◆ What needs to be done: Write out every one of the rows below word for word, omitting the pictures.

◆ Provided data:
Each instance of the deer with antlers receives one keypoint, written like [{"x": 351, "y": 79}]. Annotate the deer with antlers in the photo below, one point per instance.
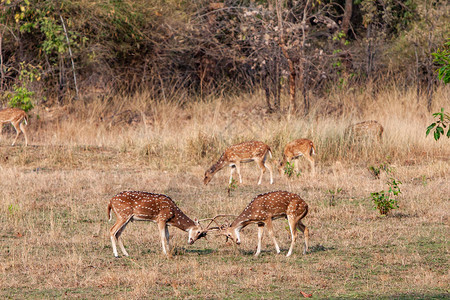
[
  {"x": 262, "y": 210},
  {"x": 142, "y": 206},
  {"x": 296, "y": 149},
  {"x": 242, "y": 153},
  {"x": 18, "y": 118}
]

◆ Solution to the exercise:
Each instance of the deer with antlers receives one keypoint, written like [{"x": 351, "y": 79}]. Annotate the deer with antlers in the photo below, one point per instance.
[
  {"x": 262, "y": 210},
  {"x": 142, "y": 206},
  {"x": 296, "y": 149},
  {"x": 242, "y": 153},
  {"x": 18, "y": 118}
]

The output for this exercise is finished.